_Problem requirements_. Copy out the data below line for line, with no changes.

_Extracted data entries_.
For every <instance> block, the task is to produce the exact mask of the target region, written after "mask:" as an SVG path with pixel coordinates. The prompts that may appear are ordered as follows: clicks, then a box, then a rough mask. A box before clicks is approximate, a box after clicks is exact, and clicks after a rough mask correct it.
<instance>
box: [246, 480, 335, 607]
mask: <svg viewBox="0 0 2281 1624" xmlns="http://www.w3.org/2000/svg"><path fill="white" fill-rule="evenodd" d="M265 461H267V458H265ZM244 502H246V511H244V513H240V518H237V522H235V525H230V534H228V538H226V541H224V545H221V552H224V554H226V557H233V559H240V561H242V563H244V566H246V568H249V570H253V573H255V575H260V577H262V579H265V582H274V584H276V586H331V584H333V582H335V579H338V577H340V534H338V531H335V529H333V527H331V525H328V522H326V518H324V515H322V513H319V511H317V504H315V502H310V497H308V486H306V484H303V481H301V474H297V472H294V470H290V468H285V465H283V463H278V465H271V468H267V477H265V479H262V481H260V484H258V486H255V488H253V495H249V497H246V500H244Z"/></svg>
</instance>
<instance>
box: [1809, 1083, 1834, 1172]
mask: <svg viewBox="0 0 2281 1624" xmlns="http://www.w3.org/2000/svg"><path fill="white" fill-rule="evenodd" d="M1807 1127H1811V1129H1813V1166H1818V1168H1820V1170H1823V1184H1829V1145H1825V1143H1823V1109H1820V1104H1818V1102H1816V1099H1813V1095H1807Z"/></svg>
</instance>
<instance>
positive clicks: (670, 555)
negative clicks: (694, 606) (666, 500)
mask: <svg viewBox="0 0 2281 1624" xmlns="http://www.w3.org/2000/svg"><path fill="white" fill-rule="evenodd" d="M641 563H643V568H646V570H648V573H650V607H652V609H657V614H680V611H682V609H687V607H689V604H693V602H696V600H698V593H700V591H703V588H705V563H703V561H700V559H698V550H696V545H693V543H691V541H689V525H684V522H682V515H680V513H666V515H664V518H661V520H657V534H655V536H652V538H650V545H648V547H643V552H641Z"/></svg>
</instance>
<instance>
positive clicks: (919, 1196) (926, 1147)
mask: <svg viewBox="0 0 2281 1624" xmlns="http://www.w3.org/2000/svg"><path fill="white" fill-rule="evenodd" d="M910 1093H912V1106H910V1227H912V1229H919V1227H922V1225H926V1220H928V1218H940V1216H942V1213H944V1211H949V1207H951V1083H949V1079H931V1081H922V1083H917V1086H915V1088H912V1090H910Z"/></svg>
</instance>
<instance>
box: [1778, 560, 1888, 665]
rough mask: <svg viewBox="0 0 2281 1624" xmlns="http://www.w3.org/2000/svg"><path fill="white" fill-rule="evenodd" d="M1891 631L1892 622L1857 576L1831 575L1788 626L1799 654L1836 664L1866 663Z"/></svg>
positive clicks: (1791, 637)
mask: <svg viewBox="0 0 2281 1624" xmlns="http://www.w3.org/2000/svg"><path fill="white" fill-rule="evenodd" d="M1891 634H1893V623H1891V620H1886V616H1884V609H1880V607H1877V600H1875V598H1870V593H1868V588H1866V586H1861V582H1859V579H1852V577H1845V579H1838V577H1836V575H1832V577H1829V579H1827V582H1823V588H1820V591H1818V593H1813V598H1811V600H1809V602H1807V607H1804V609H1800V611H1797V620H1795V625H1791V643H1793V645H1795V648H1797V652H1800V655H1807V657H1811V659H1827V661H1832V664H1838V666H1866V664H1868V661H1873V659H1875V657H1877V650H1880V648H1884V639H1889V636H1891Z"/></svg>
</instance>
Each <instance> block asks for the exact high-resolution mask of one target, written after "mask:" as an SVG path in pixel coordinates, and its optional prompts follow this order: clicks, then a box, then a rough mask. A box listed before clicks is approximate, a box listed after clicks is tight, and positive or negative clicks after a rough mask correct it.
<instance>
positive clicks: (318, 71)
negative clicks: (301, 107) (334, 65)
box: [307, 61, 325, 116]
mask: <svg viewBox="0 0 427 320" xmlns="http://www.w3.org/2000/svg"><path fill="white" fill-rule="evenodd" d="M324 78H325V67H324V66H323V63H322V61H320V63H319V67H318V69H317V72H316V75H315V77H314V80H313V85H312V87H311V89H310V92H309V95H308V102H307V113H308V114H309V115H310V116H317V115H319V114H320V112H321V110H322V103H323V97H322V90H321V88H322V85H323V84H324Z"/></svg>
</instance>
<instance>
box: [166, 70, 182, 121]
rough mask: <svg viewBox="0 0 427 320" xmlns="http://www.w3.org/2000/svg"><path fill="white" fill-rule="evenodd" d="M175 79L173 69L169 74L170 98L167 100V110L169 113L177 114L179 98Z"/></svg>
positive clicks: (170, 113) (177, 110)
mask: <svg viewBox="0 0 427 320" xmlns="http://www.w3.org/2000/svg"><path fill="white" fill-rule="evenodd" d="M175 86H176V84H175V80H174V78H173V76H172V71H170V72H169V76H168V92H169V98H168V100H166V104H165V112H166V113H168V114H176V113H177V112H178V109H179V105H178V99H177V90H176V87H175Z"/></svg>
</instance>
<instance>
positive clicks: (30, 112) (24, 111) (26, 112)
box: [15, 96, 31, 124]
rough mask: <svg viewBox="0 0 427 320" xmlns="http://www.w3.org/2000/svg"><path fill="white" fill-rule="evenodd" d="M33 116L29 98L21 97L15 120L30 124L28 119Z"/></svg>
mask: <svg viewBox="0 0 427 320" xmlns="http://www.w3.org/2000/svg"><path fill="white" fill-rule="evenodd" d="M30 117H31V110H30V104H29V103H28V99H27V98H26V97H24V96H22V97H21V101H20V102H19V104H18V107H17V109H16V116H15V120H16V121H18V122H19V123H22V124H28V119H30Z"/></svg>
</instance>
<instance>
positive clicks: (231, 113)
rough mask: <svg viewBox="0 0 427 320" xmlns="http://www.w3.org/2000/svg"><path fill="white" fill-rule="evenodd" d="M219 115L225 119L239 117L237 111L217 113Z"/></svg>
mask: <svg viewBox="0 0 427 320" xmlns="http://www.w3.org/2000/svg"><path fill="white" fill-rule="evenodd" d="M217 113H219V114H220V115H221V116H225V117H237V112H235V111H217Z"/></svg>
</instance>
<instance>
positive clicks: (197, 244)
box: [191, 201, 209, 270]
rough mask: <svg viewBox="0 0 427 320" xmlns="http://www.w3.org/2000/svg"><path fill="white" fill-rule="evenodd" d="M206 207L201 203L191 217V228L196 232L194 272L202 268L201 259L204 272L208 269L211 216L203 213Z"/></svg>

_Written response_.
For every <instance> block, the task is to produce the exact mask of the target region, written after "mask:" as an SVG path with pixel coordinates. The prompts that may appear are ordered as follows: clicks, then a box, then a rough mask. A box before clicks is approximate, a box after clicks is exact, and clicks after a rough mask correct it.
<instance>
box: [246, 480, 335, 607]
mask: <svg viewBox="0 0 2281 1624" xmlns="http://www.w3.org/2000/svg"><path fill="white" fill-rule="evenodd" d="M265 461H267V458H265ZM244 502H246V511H244V513H240V518H237V522H235V525H230V534H228V538H226V541H224V545H221V552H224V554H226V557H233V559H240V561H242V563H244V566H246V568H249V570H253V573H255V575H260V577H262V579H265V582H274V584H276V586H331V584H333V582H335V579H338V577H340V534H338V531H335V529H333V527H331V525H328V522H326V518H324V515H322V513H319V511H317V504H315V502H310V497H308V486H306V484H303V481H301V474H297V472H294V470H290V468H285V465H283V463H278V465H271V468H267V477H265V479H262V481H260V484H258V486H255V488H253V495H249V497H246V500H244Z"/></svg>
</instance>
<instance>
box: [1809, 1083, 1834, 1172]
mask: <svg viewBox="0 0 2281 1624" xmlns="http://www.w3.org/2000/svg"><path fill="white" fill-rule="evenodd" d="M1807 1127H1811V1129H1813V1166H1818V1168H1820V1170H1823V1184H1829V1145H1825V1143H1823V1109H1820V1104H1818V1102H1816V1099H1813V1095H1807Z"/></svg>
</instance>
<instance>
positive clicks: (670, 555)
negative clicks: (694, 606) (666, 500)
mask: <svg viewBox="0 0 2281 1624" xmlns="http://www.w3.org/2000/svg"><path fill="white" fill-rule="evenodd" d="M641 563H643V568H646V570H648V573H650V607H652V609H657V614H680V611H682V609H687V607H689V604H693V602H696V600H698V593H700V591H703V588H705V563H703V561H700V559H698V550H696V545H693V543H691V541H689V525H684V522H682V515H680V513H666V515H664V518H661V520H657V534H655V536H652V538H650V545H648V547H643V552H641Z"/></svg>
</instance>
<instance>
positive clicks: (919, 1196) (926, 1147)
mask: <svg viewBox="0 0 2281 1624" xmlns="http://www.w3.org/2000/svg"><path fill="white" fill-rule="evenodd" d="M910 1093H912V1106H910V1227H912V1229H919V1227H922V1225H926V1220H928V1218H940V1216H942V1213H944V1211H949V1207H951V1083H949V1079H931V1081H922V1083H917V1086H915V1088H912V1090H910Z"/></svg>
</instance>
<instance>
box: [1778, 560, 1888, 665]
rough mask: <svg viewBox="0 0 2281 1624" xmlns="http://www.w3.org/2000/svg"><path fill="white" fill-rule="evenodd" d="M1891 631L1892 622L1857 576L1831 575L1788 626L1799 654L1836 664L1866 663Z"/></svg>
positive clicks: (1791, 637)
mask: <svg viewBox="0 0 2281 1624" xmlns="http://www.w3.org/2000/svg"><path fill="white" fill-rule="evenodd" d="M1891 634H1893V623H1891V620H1886V616H1884V609H1880V607H1877V600H1875V598H1870V593H1868V588H1866V586H1861V582H1859V579H1852V577H1845V579H1838V577H1836V575H1832V577H1829V579H1827V582H1823V588H1820V591H1818V593H1813V598H1811V600H1809V602H1807V607H1804V609H1800V611H1797V620H1795V625H1791V643H1793V645H1795V648H1797V652H1800V655H1807V657H1811V659H1827V661H1832V664H1838V666H1866V664H1868V661H1873V659H1875V657H1877V650H1880V648H1884V639H1889V636H1891Z"/></svg>
</instance>
Each <instance> block asks for the exact high-resolution mask of one target, written after "mask:" as an SVG path in pixel coordinates, and its optional prompts follow this order: clicks, then a box, then a rough mask. A box listed before clicks is approximate, a box listed after clicks is tight, and positive or negative clicks after a rough mask correct it.
<instance>
positive clicks: (318, 71)
negative clicks: (301, 107) (334, 65)
box: [307, 61, 325, 116]
mask: <svg viewBox="0 0 427 320" xmlns="http://www.w3.org/2000/svg"><path fill="white" fill-rule="evenodd" d="M324 78H325V67H324V66H323V63H322V61H320V63H319V67H318V69H317V72H316V75H315V77H314V80H313V85H312V87H311V89H310V92H309V95H308V102H307V113H308V114H309V115H310V116H317V115H319V114H320V112H321V110H322V103H323V97H322V90H321V88H322V85H323V84H324Z"/></svg>
</instance>
<instance>
box: [166, 70, 182, 121]
rough mask: <svg viewBox="0 0 427 320" xmlns="http://www.w3.org/2000/svg"><path fill="white" fill-rule="evenodd" d="M175 79L173 69L169 74L170 98L167 100V110L169 113L177 114L179 98Z"/></svg>
positive clicks: (170, 113) (177, 110)
mask: <svg viewBox="0 0 427 320" xmlns="http://www.w3.org/2000/svg"><path fill="white" fill-rule="evenodd" d="M175 86H176V84H175V80H174V78H173V76H172V71H170V72H169V76H168V92H169V98H168V100H166V104H165V112H166V113H168V114H176V113H177V112H178V109H179V105H178V99H177V90H176V87H175Z"/></svg>
</instance>
<instance>
positive clicks: (30, 112) (24, 111) (26, 112)
box: [15, 96, 31, 124]
rough mask: <svg viewBox="0 0 427 320" xmlns="http://www.w3.org/2000/svg"><path fill="white" fill-rule="evenodd" d="M33 116L29 98L21 97L15 120L30 124L28 119Z"/></svg>
mask: <svg viewBox="0 0 427 320" xmlns="http://www.w3.org/2000/svg"><path fill="white" fill-rule="evenodd" d="M30 117H31V110H30V104H29V103H28V99H27V98H26V97H24V96H22V97H21V101H20V102H19V104H18V107H17V109H16V116H15V120H16V121H18V122H19V123H22V124H28V119H30Z"/></svg>
</instance>
<instance>
positive clicks: (231, 113)
rough mask: <svg viewBox="0 0 427 320" xmlns="http://www.w3.org/2000/svg"><path fill="white" fill-rule="evenodd" d="M219 115L225 119L239 117L237 111L217 113Z"/></svg>
mask: <svg viewBox="0 0 427 320" xmlns="http://www.w3.org/2000/svg"><path fill="white" fill-rule="evenodd" d="M217 113H219V114H220V115H221V116H225V117H237V112H235V111H217Z"/></svg>
</instance>
<instance>
positive clicks: (197, 244)
box: [191, 201, 209, 270]
rough mask: <svg viewBox="0 0 427 320" xmlns="http://www.w3.org/2000/svg"><path fill="white" fill-rule="evenodd" d="M206 207L201 203L191 217V228L196 232L194 272L202 268L201 259L204 272L208 269L211 216L203 213Z"/></svg>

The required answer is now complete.